Extracted material:
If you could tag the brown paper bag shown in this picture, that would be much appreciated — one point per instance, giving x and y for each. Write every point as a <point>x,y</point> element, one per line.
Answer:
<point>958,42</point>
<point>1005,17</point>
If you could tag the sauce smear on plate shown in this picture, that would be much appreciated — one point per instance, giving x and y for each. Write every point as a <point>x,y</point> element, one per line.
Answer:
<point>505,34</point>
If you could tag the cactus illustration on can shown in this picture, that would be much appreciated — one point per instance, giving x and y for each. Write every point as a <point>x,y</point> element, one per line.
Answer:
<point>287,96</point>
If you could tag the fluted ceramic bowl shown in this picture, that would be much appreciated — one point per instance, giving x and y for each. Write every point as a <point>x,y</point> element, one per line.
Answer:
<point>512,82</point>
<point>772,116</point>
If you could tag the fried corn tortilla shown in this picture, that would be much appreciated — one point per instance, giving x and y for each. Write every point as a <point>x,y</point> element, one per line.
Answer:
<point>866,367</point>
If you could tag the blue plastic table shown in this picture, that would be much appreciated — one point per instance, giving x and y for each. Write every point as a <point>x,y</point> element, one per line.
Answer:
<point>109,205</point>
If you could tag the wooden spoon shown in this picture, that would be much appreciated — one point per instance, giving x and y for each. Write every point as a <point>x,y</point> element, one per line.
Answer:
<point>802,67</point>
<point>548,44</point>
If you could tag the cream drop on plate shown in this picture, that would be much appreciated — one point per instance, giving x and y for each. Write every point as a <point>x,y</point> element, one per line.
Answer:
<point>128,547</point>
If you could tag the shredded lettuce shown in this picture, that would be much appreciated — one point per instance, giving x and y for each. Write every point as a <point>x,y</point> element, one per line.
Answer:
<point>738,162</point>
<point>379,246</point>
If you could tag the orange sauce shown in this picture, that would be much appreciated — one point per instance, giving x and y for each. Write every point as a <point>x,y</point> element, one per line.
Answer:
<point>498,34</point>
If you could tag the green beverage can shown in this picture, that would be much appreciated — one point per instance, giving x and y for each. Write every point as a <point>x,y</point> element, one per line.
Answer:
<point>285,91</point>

Task statement: In the listing above, find each line where "plate" occurs and copy it.

Task solution:
If you could tag the sauce smear on plate shown in this picture, that would be much appreciated — one point per instance, giving x and y for each. Write every point as a <point>x,y</point> element, one per line.
If you could tag the cream drop on plate shown in this picture, that would be much appreciated — one point per instance, giving x and y for each. Write every point as a <point>x,y</point> element, one per line.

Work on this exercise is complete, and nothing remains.